▶ _WHAT IS EXPECTED_:
Count the lines of the data below that include the string "surface", and provide nothing but the result.

▶ _Extracted data entries_:

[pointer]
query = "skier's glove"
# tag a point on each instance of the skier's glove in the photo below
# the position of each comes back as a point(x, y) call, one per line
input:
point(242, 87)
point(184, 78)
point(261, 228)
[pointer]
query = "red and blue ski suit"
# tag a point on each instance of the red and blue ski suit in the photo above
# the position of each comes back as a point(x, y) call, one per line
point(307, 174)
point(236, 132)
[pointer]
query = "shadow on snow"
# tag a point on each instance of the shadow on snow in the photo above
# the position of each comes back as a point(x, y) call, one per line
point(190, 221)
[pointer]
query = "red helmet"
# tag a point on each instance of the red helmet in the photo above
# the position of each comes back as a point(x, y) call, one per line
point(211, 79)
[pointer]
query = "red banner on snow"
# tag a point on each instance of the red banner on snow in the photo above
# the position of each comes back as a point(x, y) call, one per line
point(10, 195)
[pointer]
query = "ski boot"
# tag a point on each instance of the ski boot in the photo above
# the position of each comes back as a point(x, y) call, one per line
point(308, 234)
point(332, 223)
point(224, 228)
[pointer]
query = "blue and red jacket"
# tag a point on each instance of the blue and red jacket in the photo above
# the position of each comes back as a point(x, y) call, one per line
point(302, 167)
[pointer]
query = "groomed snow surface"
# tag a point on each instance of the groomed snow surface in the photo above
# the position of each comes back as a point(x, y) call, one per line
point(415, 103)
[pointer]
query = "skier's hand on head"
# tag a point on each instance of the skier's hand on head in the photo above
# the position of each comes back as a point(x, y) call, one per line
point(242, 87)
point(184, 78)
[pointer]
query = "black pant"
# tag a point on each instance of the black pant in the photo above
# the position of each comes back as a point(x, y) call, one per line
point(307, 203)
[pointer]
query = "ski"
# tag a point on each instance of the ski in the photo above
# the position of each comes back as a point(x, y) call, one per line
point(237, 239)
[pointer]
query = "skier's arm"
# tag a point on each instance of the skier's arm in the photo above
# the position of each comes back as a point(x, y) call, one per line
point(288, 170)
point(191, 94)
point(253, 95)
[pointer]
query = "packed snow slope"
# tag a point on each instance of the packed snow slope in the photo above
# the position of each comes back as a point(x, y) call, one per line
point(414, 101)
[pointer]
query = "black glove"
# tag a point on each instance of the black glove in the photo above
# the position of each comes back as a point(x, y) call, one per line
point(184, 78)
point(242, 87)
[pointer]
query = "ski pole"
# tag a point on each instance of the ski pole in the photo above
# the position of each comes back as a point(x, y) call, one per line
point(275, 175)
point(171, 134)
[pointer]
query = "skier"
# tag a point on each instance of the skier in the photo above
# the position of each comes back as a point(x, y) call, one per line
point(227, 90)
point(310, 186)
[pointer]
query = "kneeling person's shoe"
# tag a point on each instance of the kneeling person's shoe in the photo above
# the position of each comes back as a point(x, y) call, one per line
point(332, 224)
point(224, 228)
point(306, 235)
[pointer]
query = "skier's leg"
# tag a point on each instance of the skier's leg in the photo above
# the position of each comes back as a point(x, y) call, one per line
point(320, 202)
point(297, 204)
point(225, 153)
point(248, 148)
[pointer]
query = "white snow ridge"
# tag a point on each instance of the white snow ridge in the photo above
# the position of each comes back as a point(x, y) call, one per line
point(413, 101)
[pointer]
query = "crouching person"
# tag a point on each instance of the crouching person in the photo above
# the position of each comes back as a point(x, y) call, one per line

▶ _EXERCISE ANSWER_:
2